▸ **SUPPLIED PASSAGE**:

__________

The project was developed using specific use cases. Based on the needs of various target audiences, data is captured from a selection of social media channels before being archived and ultimately made available in the different phases of the project. We selected eleven different pilot projects to capture the widest possible variety of requirements and ensure that the project results are relevant for the widest possible group of stakeholders. As well as the pilot project partners, other partners with additional expertise are also involved in a focus group for the project, i.e. State Archives of Belgium, KBR (Royal Library of Belgium) and Ghent University.
We've developed workflows in the pilot projects. A workflow is a protocol with a description of:
the successive steps for executing a certain process (e.g. capture, ingest or preservation);
the tools and systems used for this;
stakeholders with a task or responsibility in the workflow.
Specifically, in the first phase we've developed workflows for:
capturing individual social media profiles;
ingesting and preserving individual social media profiles.
At the start of 2021, we tested the practicality of several free open source tools over the course of three months. We also made use of the export functionalities of the social media platforms themselves. The tools with the top results were chosen and approaches were created around them that were tested in the pilot projects. Our expertise is now available online on CEST in the shape of workflows (only in Dutch) and manuals (only in Dutch).
March 2021, the pilot projects were initiated. The contentpartners active in this project used our workflows and evaluated them. Afterwards, an intern at meemoo tested the several workflows using the old Twitter and YouTube account of PACKED. You can read about the results of her internship here (only in Dutch).

__________

▸ **THE DATA**:
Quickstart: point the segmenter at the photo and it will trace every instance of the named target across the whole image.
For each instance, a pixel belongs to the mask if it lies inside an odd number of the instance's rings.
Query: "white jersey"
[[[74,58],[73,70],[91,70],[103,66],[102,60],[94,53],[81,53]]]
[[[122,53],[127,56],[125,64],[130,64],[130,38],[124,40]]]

__________

▸ **WHAT YOU SHOULD DO**:
Answer these questions from the text on archiving social media.
(a) How many pilot projects were selected?
(b) Over what period were free open source tools tested at the start of 2021?
(c) Whose old Twitter and YouTube account did the intern at meemoo use to test the workflows?

▸ **ANSWER SPACE**:
(a) Eleven.
(b) Three months.
(c) PACKED's.